Exercise
Update every one of the records below by changing each "photograph" to "image" and keeping everything else the same, and leave the pictures out of your answer.
[Begin Entries]
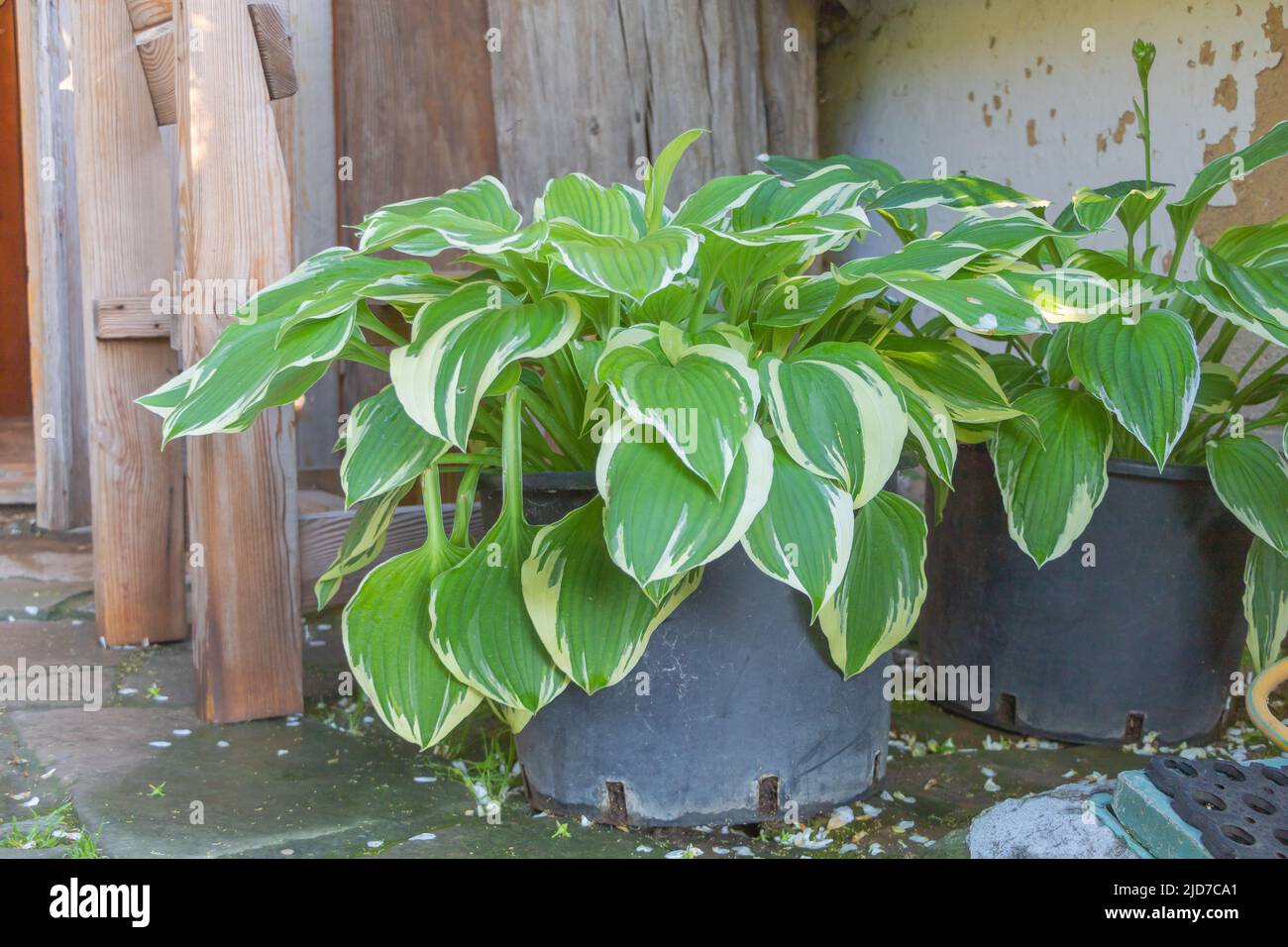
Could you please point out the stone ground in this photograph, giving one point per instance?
(143, 777)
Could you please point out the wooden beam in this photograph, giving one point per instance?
(55, 321)
(125, 237)
(235, 224)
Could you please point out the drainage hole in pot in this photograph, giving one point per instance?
(1209, 801)
(1180, 766)
(1237, 835)
(1257, 804)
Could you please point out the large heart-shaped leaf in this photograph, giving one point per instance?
(462, 346)
(386, 639)
(1144, 369)
(1250, 478)
(803, 534)
(699, 398)
(384, 447)
(664, 521)
(884, 586)
(838, 414)
(591, 617)
(1265, 603)
(1052, 482)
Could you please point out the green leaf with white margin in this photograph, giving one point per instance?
(591, 617)
(385, 631)
(248, 371)
(884, 585)
(838, 414)
(930, 424)
(1265, 603)
(1144, 369)
(477, 217)
(1218, 172)
(803, 534)
(1218, 386)
(717, 198)
(958, 193)
(700, 398)
(664, 521)
(634, 268)
(462, 347)
(1052, 484)
(585, 202)
(986, 304)
(362, 541)
(660, 175)
(384, 447)
(1250, 478)
(953, 371)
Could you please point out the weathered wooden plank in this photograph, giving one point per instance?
(599, 86)
(322, 532)
(53, 264)
(389, 53)
(125, 245)
(235, 224)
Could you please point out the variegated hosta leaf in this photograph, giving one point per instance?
(1218, 172)
(1252, 480)
(384, 447)
(1131, 201)
(838, 414)
(884, 586)
(1145, 371)
(931, 425)
(984, 304)
(477, 217)
(591, 206)
(481, 629)
(460, 352)
(664, 521)
(956, 372)
(591, 617)
(635, 268)
(957, 192)
(362, 541)
(1265, 603)
(717, 198)
(1218, 385)
(386, 639)
(246, 371)
(803, 534)
(660, 175)
(699, 398)
(1261, 292)
(1051, 486)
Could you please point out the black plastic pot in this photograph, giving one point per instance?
(743, 716)
(1146, 639)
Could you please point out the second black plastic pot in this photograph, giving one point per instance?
(1145, 639)
(734, 714)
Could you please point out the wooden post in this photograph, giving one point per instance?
(125, 244)
(54, 313)
(235, 202)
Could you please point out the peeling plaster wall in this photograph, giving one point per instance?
(1004, 89)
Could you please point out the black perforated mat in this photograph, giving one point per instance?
(1240, 812)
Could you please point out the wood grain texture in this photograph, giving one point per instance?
(595, 86)
(52, 222)
(124, 205)
(413, 114)
(235, 224)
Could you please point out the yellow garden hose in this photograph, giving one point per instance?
(1258, 702)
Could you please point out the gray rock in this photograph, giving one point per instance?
(1057, 823)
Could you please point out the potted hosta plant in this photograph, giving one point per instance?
(660, 408)
(1134, 480)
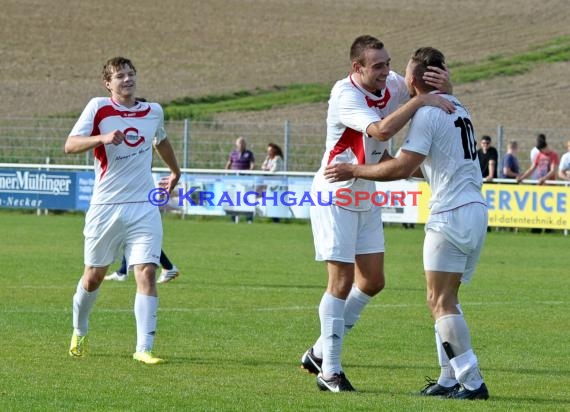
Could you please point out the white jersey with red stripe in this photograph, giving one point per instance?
(351, 110)
(451, 166)
(122, 172)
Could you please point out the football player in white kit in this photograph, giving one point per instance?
(443, 146)
(122, 133)
(365, 110)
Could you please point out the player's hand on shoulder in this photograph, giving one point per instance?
(339, 172)
(437, 101)
(438, 78)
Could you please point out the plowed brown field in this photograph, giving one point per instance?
(52, 50)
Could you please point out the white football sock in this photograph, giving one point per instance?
(331, 311)
(453, 330)
(447, 375)
(145, 315)
(83, 302)
(355, 304)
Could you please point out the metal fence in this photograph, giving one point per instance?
(206, 145)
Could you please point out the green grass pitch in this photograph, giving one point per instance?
(235, 323)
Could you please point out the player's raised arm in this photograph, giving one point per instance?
(386, 128)
(80, 144)
(401, 167)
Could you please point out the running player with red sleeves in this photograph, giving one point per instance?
(365, 110)
(122, 132)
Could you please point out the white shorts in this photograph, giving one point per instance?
(340, 234)
(454, 240)
(137, 226)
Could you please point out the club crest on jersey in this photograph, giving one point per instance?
(132, 138)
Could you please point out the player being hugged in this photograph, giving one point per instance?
[End Entries]
Correct result
Could you please point out the stone ground in this image, giving one point per instance?
(143, 777)
Could you please point out the wooden beam in this image, giving one point per instance?
(55, 321)
(125, 237)
(235, 224)
Could you please point out the drainage hole in pot in this image, giving one point per instance?
(1209, 801)
(1180, 766)
(1237, 835)
(1257, 804)
Could you please point out the large heart-shaped leaf in this image, giving one point per instance?
(462, 346)
(386, 639)
(1144, 369)
(1250, 478)
(803, 534)
(699, 398)
(384, 447)
(664, 521)
(884, 586)
(838, 414)
(591, 617)
(1265, 603)
(1052, 482)
Could you please point out the green leaf with white margin in this image, giving one point per instance?
(591, 617)
(385, 631)
(248, 371)
(884, 585)
(838, 414)
(930, 424)
(1265, 603)
(1144, 369)
(477, 217)
(1218, 172)
(803, 534)
(1218, 386)
(717, 198)
(958, 193)
(700, 398)
(664, 521)
(634, 268)
(462, 347)
(1052, 484)
(585, 202)
(986, 304)
(362, 541)
(660, 175)
(384, 447)
(1250, 478)
(953, 371)
Could you please point out the weathered wooden plank in this image, giving one point per instance?
(599, 86)
(322, 532)
(53, 264)
(389, 53)
(125, 245)
(235, 224)
Could you please point out the variegated hosta leaf in this image, giving one point per instance?
(1218, 172)
(1252, 480)
(384, 447)
(1131, 201)
(838, 414)
(884, 586)
(1145, 371)
(931, 425)
(984, 304)
(477, 217)
(591, 206)
(481, 629)
(460, 352)
(664, 521)
(956, 372)
(591, 617)
(635, 268)
(957, 192)
(362, 541)
(1265, 603)
(717, 198)
(1218, 385)
(386, 639)
(246, 371)
(803, 534)
(660, 175)
(699, 398)
(1261, 292)
(1051, 486)
Could you please point out the black plastic pot in this image, giving one point per instance?
(743, 716)
(1146, 639)
Could you please point out the second black plastic pot in this image, giving one point per instance?
(1145, 639)
(734, 714)
Could you please point out the wooden post in this image, giving one point per instance?
(125, 244)
(54, 313)
(235, 202)
Could you please point out the peeling plaster wall in this image, giving one point per instance?
(1004, 89)
Could you please point out the black perforated mat in this image, giving one point per instance?
(1240, 812)
Could you please point out the wood grain texture in this image, giving one point per instance?
(595, 86)
(52, 222)
(124, 205)
(413, 114)
(235, 224)
Could you please point out the yellow garden hose in this image, giving one point per instance?
(1258, 702)
Could you please point out the gray rock in this image, giving one point per instance?
(1057, 823)
Could you please point out the potted hosta plant in this image, giving one point per instance?
(660, 408)
(1134, 480)
Could you please point out the white jersey with red stripe in this image, giving one point per instance?
(351, 110)
(451, 166)
(122, 172)
Could you please point out the football player in white kit in this image, giving one point per instance?
(443, 146)
(122, 133)
(365, 110)
Could you please point out the player's hand on shoulder in this image, giving one point per instance?
(339, 172)
(437, 101)
(438, 78)
Could you please point out the plowed brown field in this image, giving one point per instance?
(52, 50)
Could you please point out the white football sock in this image, giving one point per instance?
(331, 311)
(453, 330)
(447, 375)
(145, 315)
(83, 302)
(355, 304)
Could you please point out the metal fence in this image, giving one point per instance?
(206, 145)
Could you please point out the green grass pitch in this image, giving one point per instance?
(235, 323)
Could you please point out the player's raised arm in this image, giving one point per instance?
(386, 128)
(80, 144)
(401, 167)
Could you please point out the running player with red sleeves in this image, giving one point per instance?
(365, 110)
(122, 132)
Could you please point out the white shorts in this image, giving one point per instance?
(340, 234)
(454, 240)
(137, 226)
Could you please point out the club crest on jersey in this image, giving one point per instance?
(132, 138)
Could you please point out the player being hugged in this image, giving one point per instance?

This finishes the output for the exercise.